● Short problem
Output everything from the start of the material down to the line containing "[631,442,677,504]" as a JSON list of strings, one string per line, leaving out blank lines.

● Stored records
**********

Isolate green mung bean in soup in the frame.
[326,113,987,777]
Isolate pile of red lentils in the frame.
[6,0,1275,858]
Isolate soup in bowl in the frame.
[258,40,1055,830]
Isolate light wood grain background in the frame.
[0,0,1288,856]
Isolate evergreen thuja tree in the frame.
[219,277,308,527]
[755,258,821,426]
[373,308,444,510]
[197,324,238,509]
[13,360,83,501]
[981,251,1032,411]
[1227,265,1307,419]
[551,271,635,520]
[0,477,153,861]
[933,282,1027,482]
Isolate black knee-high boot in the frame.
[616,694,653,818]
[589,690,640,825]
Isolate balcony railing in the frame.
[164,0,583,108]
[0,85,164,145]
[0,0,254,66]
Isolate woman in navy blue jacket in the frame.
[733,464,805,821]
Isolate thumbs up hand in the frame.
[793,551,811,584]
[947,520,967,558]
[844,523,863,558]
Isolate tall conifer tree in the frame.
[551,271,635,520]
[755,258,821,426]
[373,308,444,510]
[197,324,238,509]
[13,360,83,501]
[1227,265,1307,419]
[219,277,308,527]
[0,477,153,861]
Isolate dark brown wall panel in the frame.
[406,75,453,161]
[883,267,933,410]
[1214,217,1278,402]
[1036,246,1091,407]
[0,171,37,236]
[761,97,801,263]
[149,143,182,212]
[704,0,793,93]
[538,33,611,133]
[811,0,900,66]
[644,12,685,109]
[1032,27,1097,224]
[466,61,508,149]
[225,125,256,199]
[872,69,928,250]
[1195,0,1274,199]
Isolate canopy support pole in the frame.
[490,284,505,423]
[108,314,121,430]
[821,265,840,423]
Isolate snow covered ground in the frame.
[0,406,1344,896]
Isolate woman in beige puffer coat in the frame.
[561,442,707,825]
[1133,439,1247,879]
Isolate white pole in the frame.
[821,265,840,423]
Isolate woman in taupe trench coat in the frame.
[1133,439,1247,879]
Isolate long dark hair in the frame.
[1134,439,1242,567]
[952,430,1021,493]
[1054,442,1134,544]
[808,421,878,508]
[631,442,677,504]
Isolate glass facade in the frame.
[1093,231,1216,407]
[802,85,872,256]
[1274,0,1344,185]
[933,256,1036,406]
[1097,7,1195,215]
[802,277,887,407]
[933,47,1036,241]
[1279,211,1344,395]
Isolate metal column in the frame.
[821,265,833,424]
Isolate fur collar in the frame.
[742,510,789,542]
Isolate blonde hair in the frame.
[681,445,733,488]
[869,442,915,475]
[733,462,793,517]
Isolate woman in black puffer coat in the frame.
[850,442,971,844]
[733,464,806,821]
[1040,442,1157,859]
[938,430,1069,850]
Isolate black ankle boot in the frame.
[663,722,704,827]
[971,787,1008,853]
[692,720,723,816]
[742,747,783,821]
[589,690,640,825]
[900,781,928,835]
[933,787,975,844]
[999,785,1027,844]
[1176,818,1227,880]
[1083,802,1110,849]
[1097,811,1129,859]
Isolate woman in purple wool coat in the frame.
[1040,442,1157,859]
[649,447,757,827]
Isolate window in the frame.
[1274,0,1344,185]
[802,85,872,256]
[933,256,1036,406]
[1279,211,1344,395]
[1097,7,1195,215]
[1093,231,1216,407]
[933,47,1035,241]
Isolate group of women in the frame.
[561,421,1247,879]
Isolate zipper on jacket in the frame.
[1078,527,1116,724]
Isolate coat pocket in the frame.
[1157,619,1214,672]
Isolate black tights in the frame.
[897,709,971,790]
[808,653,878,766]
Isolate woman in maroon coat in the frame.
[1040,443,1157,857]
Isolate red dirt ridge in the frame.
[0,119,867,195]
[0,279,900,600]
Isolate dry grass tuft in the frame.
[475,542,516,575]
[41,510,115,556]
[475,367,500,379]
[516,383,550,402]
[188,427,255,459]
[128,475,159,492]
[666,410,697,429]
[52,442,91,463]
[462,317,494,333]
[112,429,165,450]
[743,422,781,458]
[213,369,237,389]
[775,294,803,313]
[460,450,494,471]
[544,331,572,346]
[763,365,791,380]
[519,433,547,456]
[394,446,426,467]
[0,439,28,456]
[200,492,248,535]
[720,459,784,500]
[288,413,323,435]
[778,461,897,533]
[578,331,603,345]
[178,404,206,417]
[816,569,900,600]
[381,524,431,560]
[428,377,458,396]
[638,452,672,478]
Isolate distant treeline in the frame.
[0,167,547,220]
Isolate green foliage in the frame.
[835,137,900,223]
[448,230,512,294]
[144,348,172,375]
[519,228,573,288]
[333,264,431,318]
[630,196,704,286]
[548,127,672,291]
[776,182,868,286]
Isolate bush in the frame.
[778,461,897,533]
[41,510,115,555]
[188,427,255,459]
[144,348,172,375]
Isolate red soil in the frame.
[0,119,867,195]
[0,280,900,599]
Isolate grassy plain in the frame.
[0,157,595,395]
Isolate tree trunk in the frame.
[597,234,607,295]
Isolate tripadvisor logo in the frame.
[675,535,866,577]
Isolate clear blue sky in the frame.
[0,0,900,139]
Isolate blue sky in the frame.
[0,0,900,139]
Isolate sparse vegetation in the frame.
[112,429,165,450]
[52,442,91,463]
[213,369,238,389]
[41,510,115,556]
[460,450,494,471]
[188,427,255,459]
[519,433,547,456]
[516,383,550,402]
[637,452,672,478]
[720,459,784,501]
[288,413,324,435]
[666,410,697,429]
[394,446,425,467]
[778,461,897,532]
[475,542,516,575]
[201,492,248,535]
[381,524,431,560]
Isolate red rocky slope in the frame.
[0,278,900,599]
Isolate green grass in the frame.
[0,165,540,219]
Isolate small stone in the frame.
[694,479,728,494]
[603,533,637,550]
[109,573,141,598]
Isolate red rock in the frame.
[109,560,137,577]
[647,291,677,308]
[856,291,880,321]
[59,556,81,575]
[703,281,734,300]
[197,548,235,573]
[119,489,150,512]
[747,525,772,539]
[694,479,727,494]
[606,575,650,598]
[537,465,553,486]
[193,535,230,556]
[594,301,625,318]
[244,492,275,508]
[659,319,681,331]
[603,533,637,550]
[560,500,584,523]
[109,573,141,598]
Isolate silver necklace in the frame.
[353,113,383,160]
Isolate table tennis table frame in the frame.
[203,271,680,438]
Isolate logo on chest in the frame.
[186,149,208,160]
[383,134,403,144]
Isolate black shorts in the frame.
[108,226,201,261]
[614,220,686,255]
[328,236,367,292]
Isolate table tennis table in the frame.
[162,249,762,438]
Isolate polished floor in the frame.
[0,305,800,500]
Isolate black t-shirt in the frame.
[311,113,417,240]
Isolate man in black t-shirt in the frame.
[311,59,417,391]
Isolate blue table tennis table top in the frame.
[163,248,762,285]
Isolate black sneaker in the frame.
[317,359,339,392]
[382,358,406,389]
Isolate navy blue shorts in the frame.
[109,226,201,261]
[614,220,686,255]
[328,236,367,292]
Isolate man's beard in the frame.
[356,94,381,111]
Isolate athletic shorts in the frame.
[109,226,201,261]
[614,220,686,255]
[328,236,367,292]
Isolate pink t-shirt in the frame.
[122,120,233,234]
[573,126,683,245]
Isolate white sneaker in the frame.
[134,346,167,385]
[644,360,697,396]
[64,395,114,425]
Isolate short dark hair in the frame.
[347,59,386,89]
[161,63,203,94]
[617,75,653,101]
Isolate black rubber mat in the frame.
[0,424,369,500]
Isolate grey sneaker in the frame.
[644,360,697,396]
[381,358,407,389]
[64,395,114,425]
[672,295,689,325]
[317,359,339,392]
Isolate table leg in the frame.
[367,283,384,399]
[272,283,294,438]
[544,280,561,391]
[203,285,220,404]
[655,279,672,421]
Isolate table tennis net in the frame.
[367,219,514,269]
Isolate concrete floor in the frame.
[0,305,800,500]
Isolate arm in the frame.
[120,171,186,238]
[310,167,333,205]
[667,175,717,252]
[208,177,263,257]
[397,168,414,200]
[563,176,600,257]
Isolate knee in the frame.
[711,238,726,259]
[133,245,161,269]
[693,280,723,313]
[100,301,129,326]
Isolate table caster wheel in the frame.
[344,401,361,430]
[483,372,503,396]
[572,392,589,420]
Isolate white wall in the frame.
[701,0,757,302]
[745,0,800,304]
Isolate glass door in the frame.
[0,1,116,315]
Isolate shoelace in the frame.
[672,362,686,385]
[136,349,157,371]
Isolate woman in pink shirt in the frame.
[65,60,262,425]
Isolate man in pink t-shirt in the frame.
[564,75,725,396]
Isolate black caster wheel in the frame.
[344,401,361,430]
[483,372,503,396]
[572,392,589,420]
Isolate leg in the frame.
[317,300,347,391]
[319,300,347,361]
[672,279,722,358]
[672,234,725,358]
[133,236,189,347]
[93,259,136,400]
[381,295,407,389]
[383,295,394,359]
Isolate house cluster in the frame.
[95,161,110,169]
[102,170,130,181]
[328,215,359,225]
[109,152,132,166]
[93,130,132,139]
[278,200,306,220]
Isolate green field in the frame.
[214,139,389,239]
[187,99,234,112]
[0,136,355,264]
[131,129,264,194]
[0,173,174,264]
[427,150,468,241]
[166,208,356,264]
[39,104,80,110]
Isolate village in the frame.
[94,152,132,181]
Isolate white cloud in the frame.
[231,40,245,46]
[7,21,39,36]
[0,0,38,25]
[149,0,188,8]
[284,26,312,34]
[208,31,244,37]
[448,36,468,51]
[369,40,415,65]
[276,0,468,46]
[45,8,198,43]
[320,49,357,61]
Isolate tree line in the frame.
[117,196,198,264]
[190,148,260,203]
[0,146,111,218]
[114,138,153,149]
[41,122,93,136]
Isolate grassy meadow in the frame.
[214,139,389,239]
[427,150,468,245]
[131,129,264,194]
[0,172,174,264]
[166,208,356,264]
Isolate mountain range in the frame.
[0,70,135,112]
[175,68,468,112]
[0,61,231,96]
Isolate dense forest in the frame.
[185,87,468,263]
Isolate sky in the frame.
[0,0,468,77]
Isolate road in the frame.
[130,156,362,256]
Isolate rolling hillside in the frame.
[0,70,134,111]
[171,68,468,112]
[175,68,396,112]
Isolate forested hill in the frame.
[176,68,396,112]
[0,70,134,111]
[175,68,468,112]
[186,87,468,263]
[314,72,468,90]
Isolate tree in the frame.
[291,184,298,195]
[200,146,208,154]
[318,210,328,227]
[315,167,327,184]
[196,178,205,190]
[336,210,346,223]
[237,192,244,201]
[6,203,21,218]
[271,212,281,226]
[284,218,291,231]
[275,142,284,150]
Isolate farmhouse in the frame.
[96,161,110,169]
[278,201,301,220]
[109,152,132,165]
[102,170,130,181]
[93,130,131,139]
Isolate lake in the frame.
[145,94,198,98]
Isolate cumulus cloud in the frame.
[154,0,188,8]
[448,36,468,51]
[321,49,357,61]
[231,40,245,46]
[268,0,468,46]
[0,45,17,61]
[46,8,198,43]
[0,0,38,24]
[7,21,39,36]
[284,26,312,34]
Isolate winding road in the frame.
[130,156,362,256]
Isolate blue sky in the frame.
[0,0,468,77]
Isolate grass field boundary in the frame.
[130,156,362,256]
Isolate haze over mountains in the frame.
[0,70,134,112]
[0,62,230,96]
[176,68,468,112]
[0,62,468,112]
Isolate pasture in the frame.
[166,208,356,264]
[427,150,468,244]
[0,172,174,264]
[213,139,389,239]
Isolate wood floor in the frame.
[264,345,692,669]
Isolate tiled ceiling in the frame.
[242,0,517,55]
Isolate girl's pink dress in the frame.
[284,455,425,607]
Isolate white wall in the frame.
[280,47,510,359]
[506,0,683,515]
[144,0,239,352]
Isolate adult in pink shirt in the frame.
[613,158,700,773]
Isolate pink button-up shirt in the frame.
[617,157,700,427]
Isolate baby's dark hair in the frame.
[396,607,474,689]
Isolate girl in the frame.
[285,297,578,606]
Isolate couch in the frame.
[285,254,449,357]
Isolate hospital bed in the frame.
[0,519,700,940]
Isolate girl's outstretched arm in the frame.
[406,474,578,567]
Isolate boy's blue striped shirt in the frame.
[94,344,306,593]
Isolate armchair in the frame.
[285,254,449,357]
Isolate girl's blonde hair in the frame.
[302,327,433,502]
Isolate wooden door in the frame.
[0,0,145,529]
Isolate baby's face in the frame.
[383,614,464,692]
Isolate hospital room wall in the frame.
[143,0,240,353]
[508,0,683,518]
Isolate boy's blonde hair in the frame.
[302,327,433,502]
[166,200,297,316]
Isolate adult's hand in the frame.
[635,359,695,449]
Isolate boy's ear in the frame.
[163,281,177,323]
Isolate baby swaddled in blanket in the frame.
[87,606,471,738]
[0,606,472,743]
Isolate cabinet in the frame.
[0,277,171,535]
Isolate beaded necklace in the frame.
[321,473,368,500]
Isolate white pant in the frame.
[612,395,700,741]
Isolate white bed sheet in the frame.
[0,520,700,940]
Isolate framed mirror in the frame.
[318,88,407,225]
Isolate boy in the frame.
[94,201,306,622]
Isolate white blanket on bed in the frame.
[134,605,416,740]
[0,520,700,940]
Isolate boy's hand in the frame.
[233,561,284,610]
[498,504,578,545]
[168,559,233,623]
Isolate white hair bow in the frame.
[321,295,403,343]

**********

● Problem solution
[
  "Isolate green mung bean in soup in the frame.",
  "[326,113,987,777]",
  "Isolate pile of red lentils in the frame.",
  "[6,0,1275,858]",
  "Isolate soup in bowl in the frame.",
  "[258,40,1055,830]",
  "Isolate light wood grain background in the frame.",
  "[0,0,1288,856]",
  "Isolate evergreen thuja tree in the frame.",
  "[219,277,308,527]",
  "[755,258,821,426]",
  "[373,308,444,510]",
  "[197,324,238,509]",
  "[13,360,83,501]",
  "[981,251,1032,411]",
  "[1227,265,1307,419]",
  "[551,271,635,520]",
  "[0,477,153,861]",
  "[933,282,1027,482]",
  "Isolate black knee-high boot in the frame.",
  "[616,694,653,818]",
  "[589,690,640,825]",
  "Isolate balcony railing in the frame.",
  "[164,0,583,108]",
  "[0,85,164,145]",
  "[0,0,254,66]",
  "Isolate woman in navy blue jacket in the frame.",
  "[733,464,805,821]",
  "Isolate thumbs up hand in the frame.",
  "[793,551,811,584]",
  "[947,520,967,558]",
  "[844,523,863,558]",
  "Isolate tall conifer tree in the frame.",
  "[551,271,635,520]",
  "[755,258,821,426]",
  "[373,308,444,510]",
  "[197,324,238,509]",
  "[13,360,83,501]",
  "[1227,265,1307,419]",
  "[219,277,308,527]",
  "[0,477,153,861]",
  "Isolate dark brown wall panel in the frame.",
  "[406,75,453,161]",
  "[883,267,933,410]",
  "[1214,217,1278,402]",
  "[1036,246,1091,407]",
  "[0,171,37,236]",
  "[761,97,801,263]",
  "[149,143,182,212]",
  "[704,0,793,93]",
  "[538,33,611,133]",
  "[811,0,900,66]",
  "[644,12,685,109]",
  "[1032,27,1097,224]",
  "[466,61,508,149]",
  "[225,125,256,199]",
  "[872,69,928,250]",
  "[1195,0,1274,199]",
  "Isolate canopy support pole in the frame.",
  "[490,284,505,423]",
  "[108,314,121,430]",
  "[821,265,840,423]",
  "Isolate snow covered ground in the frame.",
  "[0,406,1344,896]",
  "Isolate woman in beige puffer coat in the frame.",
  "[561,442,707,825]",
  "[1133,439,1247,879]",
  "Isolate white pole in the frame.",
  "[821,265,840,423]",
  "Isolate woman in taupe trench coat in the frame.",
  "[1133,439,1247,879]",
  "Isolate long dark hair in the frame.",
  "[1134,439,1242,567]",
  "[952,430,1021,493]",
  "[1054,442,1134,544]",
  "[808,421,878,508]",
  "[631,442,677,504]"
]